§ Consigna A
Según el fragmento sobre la Ley de Seguridad Interior, ¿con qué tasa de homicidios va a cerrar el sexenio?

§ Fragmento proporcionado
□ □ □ □ □
Jorge Javier
Romero Vadillo.
A estas alturas, cuando el sexenio va
a cerrar con la mayor tasa de homicidios de las últimas décadas, con 24 por
cada cien mil habitantes, debería estar ya claro que la estrategia de uso de
las fuerzas militares para enfrentar a las organizaciones criminales
extremadamente violentas, que se crearon y fortalecieron alrededor del mercado
clandestino de las drogas, ha fracasado. Llevamos ya once años de despliegue
territorial del ejército y la marina y la situación de la seguridad en el país
no solo no mejora, sino que empeora por momentos.
Sin embargo, en lugar de usar la
evidencia para evaluar la política y, con base en ello, replantear la
estrategia en su conjunto, el gobierno, el PRI y los gobernadores, con algunos
otros aliados, insisten en establecer un marco legal que regularice lo que
hasta ahora se ha hecho en un limbo jurídico en el borde de la
inconstitucionalidad, presionados por un reclamo comprensible de las fuerzas
armadas por tener seguridad jurídica en sus actuaciones en una materia en la
que la Constitución les prohíbe expresamente, desde 2008, actuar. Así, parecen empeñados en que se apruebe hoy mismo una Ley de Seguridad
Interior que no es otra cosa que un subterfugio para colar con otro nombre la
intervención militar en asuntos que deben ser de competencia exclusiva de las
autoridades civiles.
El proyecto de ley que hoy se
presenta a la Cámara de Diputados es peligroso desde su nombre. Desentierra un
viejo concepto decimonónico referido a las rebeliones de carácter político o a
los intentos de secesión de algún estado de la federación y que se fue quedando
ahí, desconectado del resto del entramado legal, entre las atribuciones
presidenciales para hacer uso de las fuerzas armadas. La exhumación de la
antigualla jurídica sirve de pretexto para inventarse algo, la seguridad
interior, distinto a la seguridad nacional y a la seguridad pública y para
establecer que sea el presidente de la República el que tenga la facultad para
definir cuándo y cómo ese algo ha sido puesto en riesgo. El proyecto deja el concepto mismo de su objeto en la indefinición y le permite al
jefe del ejecutivo decidir unilateralmente la realización de “acciones de
seguridad interior”.
□ □ □ □ □
§ Listado proporcionado
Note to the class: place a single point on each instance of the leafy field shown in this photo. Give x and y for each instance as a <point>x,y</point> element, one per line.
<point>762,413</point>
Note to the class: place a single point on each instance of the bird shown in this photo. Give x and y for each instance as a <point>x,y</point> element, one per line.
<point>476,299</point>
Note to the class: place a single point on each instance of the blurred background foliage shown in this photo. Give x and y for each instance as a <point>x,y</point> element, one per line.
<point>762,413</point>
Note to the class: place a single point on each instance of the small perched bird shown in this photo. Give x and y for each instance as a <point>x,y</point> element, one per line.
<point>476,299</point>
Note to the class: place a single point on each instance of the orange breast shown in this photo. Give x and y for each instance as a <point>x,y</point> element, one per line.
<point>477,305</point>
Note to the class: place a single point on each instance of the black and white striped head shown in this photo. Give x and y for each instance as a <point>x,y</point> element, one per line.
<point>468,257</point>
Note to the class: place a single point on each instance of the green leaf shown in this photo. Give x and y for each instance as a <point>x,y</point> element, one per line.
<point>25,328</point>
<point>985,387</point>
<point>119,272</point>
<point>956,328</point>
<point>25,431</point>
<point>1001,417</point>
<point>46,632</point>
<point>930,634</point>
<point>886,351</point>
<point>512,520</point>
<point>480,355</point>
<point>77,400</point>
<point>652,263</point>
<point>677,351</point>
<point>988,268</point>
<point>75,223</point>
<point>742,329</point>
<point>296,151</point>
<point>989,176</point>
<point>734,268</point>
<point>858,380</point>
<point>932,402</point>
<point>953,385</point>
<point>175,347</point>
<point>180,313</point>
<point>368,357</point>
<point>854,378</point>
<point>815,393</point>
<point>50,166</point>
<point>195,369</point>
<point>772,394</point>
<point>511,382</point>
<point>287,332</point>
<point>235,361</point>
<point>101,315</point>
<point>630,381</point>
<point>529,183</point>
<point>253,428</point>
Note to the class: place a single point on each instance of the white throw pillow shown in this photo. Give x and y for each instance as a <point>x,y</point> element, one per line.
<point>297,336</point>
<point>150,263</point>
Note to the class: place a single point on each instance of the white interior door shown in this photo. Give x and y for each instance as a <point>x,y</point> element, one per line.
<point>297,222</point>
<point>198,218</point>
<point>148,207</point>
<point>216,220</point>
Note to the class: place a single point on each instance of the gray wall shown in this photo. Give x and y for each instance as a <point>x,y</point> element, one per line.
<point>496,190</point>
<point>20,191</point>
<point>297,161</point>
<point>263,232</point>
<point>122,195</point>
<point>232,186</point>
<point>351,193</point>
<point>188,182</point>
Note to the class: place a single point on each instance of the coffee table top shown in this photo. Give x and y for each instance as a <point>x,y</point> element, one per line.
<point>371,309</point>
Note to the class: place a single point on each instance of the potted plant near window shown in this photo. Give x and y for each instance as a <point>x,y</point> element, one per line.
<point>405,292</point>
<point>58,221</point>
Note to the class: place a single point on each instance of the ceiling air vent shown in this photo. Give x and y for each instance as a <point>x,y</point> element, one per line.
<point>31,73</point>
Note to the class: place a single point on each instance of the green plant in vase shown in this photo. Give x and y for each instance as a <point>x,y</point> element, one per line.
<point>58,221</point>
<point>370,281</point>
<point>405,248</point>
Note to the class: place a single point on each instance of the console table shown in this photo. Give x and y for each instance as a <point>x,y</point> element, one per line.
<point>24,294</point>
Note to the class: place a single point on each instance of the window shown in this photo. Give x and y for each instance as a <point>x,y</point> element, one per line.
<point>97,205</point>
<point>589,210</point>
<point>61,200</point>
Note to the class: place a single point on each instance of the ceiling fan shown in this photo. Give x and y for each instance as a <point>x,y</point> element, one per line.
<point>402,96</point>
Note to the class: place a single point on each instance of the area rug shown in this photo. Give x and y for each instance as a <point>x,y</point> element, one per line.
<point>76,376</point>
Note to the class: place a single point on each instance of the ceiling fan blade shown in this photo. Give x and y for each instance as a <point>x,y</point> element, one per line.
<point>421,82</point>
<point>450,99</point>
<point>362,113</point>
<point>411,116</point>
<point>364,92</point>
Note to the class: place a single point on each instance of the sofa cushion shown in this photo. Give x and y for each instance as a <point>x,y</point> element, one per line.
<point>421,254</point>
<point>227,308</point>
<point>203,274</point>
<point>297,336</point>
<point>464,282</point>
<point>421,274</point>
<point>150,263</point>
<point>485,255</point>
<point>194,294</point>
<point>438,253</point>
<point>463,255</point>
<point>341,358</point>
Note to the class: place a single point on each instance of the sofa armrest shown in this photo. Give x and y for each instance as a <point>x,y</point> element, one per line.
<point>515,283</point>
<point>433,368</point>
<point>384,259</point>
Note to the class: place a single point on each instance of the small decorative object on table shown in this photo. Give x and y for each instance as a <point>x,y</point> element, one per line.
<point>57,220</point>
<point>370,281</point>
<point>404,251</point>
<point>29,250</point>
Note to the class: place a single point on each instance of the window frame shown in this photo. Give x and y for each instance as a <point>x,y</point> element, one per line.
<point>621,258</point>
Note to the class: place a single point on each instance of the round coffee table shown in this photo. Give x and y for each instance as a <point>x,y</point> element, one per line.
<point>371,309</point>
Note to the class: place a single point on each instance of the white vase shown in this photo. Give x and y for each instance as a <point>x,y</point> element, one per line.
□ □ □ □ □
§ Consigna B
Organiza como lista JSON de cadenas, una por línea y sin líneas en blanco, las líneas del listado que van desde la que contiene "of the black" hasta la que contiene "<point>468,257</point>", ambas incluidas.

§ Respuesta A
Con 24 homicidios por cada cien mil habitantes, la mayor de las últimas décadas.

§ Respuesta B
[
  "Note to the class: place a single point on each instance of the black and white striped head shown in this photo. Give x and y for each instance as a <point>x,y</point> element, one per line.",
  "<point>468,257</point>"
]